Short exercise: Reproduce every one of the following items verbatim, omitting the pictures from your reply.

Material for this task:
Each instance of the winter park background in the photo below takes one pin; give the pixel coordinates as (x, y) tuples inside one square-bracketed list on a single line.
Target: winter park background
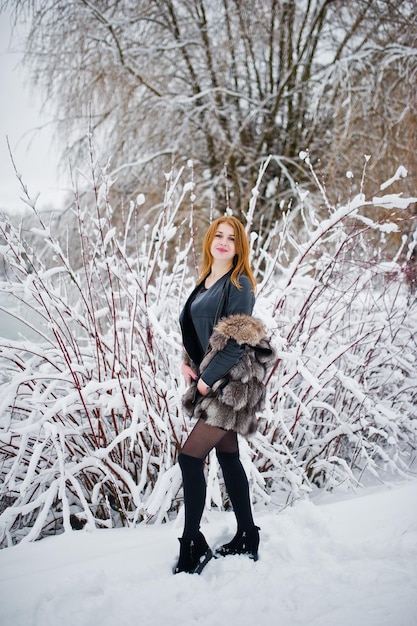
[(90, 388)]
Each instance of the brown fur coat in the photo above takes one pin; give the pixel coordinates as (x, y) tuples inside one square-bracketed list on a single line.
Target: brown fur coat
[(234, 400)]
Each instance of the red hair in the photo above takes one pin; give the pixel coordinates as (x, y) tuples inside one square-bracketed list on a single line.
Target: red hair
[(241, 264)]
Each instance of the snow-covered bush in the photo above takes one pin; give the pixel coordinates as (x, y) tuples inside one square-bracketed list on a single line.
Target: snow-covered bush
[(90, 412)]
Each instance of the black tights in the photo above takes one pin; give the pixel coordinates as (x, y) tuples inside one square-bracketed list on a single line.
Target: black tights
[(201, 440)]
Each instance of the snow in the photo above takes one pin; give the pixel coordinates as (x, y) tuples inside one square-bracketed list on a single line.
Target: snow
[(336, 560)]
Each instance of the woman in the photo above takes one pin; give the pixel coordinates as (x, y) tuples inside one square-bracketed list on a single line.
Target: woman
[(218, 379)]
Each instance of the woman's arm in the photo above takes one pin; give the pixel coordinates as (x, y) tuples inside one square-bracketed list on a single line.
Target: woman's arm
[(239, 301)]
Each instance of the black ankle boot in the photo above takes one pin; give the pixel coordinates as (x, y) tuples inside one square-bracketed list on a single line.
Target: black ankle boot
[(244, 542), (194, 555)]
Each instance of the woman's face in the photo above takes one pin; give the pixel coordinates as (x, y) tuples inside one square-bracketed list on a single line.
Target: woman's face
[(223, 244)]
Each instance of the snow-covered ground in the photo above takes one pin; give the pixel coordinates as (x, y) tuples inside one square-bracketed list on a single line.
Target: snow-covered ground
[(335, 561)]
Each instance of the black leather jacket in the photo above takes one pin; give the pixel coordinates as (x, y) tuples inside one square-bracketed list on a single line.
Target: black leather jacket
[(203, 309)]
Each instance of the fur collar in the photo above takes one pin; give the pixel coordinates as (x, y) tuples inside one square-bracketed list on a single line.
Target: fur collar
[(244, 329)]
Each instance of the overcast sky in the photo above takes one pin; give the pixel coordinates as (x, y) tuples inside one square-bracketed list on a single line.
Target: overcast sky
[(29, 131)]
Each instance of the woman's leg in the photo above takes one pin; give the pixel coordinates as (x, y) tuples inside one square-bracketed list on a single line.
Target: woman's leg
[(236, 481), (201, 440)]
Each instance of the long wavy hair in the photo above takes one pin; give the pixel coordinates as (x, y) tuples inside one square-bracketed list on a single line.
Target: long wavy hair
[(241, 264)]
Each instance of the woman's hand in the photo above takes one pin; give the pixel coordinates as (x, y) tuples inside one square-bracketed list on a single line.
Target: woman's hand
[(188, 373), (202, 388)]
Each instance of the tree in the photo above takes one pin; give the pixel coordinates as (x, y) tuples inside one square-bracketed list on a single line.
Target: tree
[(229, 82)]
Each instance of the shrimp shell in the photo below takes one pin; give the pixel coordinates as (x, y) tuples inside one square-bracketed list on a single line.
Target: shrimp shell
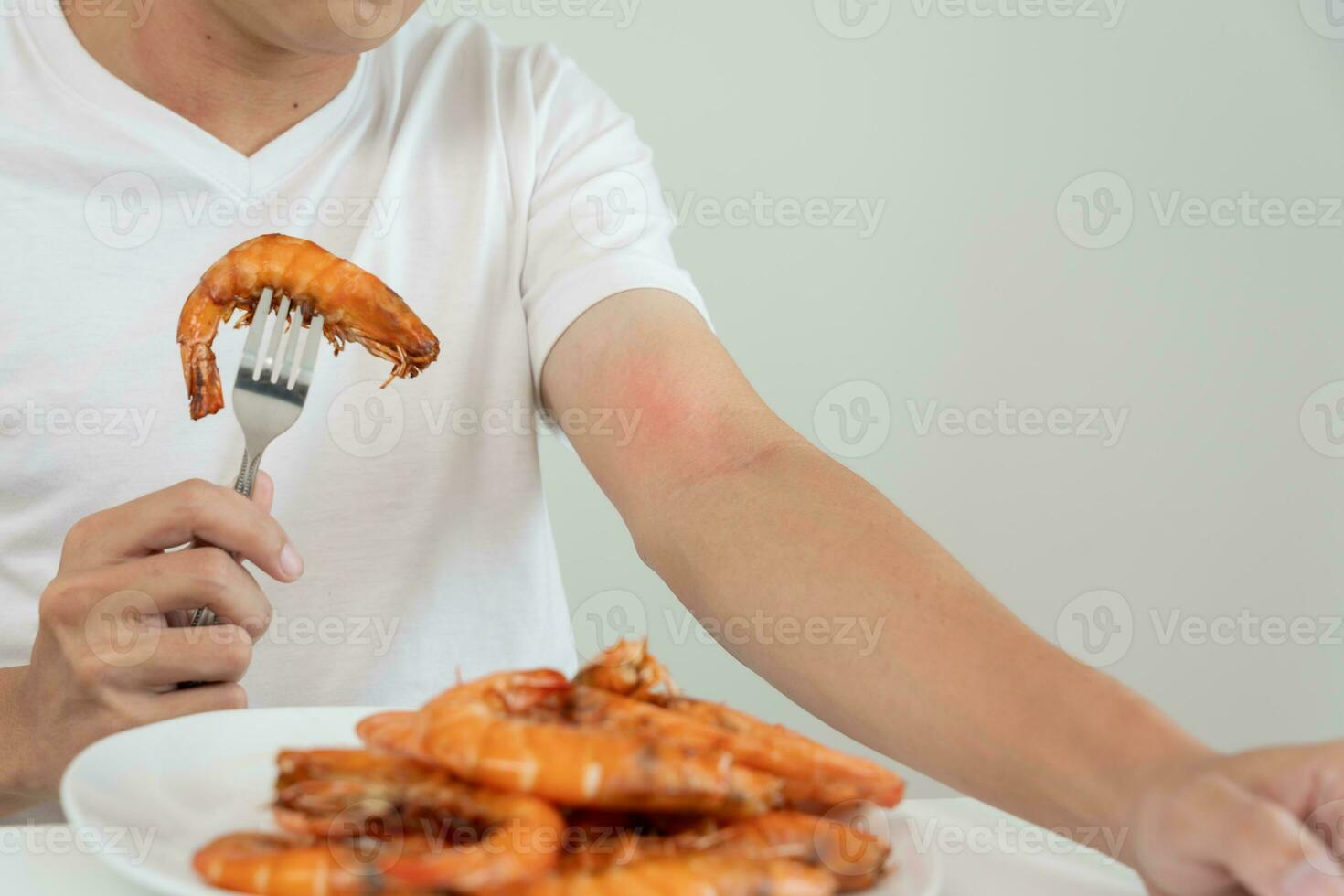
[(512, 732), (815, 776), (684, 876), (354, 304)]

Response to the exercise:
Each instance of the winter park background in the photo below takes one pin; give the pixel coordinates as (x, y) tuples inside one square-bracketed list on a single line.
Target: winter park background
[(90, 388)]
Each instance of the brown fur coat in the photo above takes one pin; give the pixel coordinates as (x, y) tuples inside one square-bracketed list on a single line.
Target: brown fur coat
[(234, 400)]
Each instance of the red hair in the photo above takes one pin; give the pixel coordinates as (x, y) tuples inside one square-bracketed list on a single line.
Target: red hair
[(241, 264)]
Each instance of the snow-covered bush in the photo above takes one pin; give the pixel coordinates as (x, y) tuples inside one square-bracketed list on a single line.
Target: snow-covered bush
[(90, 412)]
Each instance of the black tights in the photo above takes one pin; give the pixel coordinates as (x, y) tuples inside one square-bracketed list on a single line.
Target: black tights
[(201, 440)]
Each instance of the snow in the photo above takes one pin; give the pixel coordinates as (x, y) tuples inside one square-bracketed list on a single line.
Target: snow
[(336, 560)]
Each instance of the woman in the photo above takes one pin; give the pixel coordinates as (x, y) tuples inside one square-bracketed list on a single line.
Target: woman
[(218, 379)]
Each instance of the woman's arm in the photo above takes one pin; give the pixel coordinates as (x, y) tuples inside one square-bracketed list on a single line.
Target: woman's arm
[(239, 301)]
Each instance of the black ankle boot in the photo above takes one pin; give the pixel coordinates as (x, y) tuples inside one square-bracketed list on a single line.
Target: black ankle boot
[(244, 542), (194, 555)]
Each instance of the woman's face in the photo above takes one pin; give the pixel coordinates as (x, y) tuples inside one square-bracketed list on a single line.
Target: woman's face
[(223, 244)]
Each instance of the snow-covered ground in the photo above takes one pin; give the pixel coordinates as (x, y) tuples inside one square-bracketed list on a single line.
Target: snow-covered ground
[(335, 561)]
Each instance of the black leather jacket in the photo above takes one pin; give the pixel coordinates as (x, y) tuples inside one square-bracketed list on a single line.
Target: black leather jacket
[(203, 309)]
Each instance of the fur collar in the photo above takes one pin; give the pixel coordinates as (x, y) tuples inside one square-bracketed list on a single line.
Target: fur collar
[(244, 329)]
Each instance of the overcast sky in the photo above takes one pin; give the pixel coordinates as (x, y) tuples inside one square-bracketed list on a single line.
Target: overcast sky
[(29, 131)]
Each instance of the woman's leg in the photo above takes one pin; give the pixel coordinates as (x, y) tuples inside one square-bracketed list on a single line.
Target: woman's leg
[(236, 481), (201, 440)]
Each instance of the long wavy hair in the photo above takes one pin; give the pixel coordinates as (x, y) tuples inside one square-bracketed list on a single line.
Target: long wavy hair
[(241, 264)]
Each instance of the woman's hand in the photo above takes one pin; give the pixel coordinates as (x, y) tuples inside one square-bracketed list on a single line.
Target: woman's hand
[(188, 373), (202, 388)]
Each instance of the tree in the photo above takes one pin; give the pixel coordinates as (x, y) tuples inside one square-bracketed list on a single line.
Target: tree
[(229, 82)]
Each instance of the shrimp shell in the photo below takes one pin; give the pixel coordinates as (x, y) tuples inside one square-bracketed list on a single line.
Target: shrimp shell
[(512, 732), (815, 776), (684, 876), (354, 304)]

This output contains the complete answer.